**WORK TO COMPLETE**
Can you quote each of the entries below word for word?
◆ ◆ ◆ ◆
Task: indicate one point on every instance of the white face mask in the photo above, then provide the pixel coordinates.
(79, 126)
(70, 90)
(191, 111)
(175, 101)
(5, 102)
◆ ◆ ◆ ◆
**OUTPUT OF THE TASK**
Task: indicate one point on every instance of the white face mask in the photo above, then provide the pixel coordinates.
(79, 126)
(70, 90)
(191, 111)
(175, 101)
(5, 102)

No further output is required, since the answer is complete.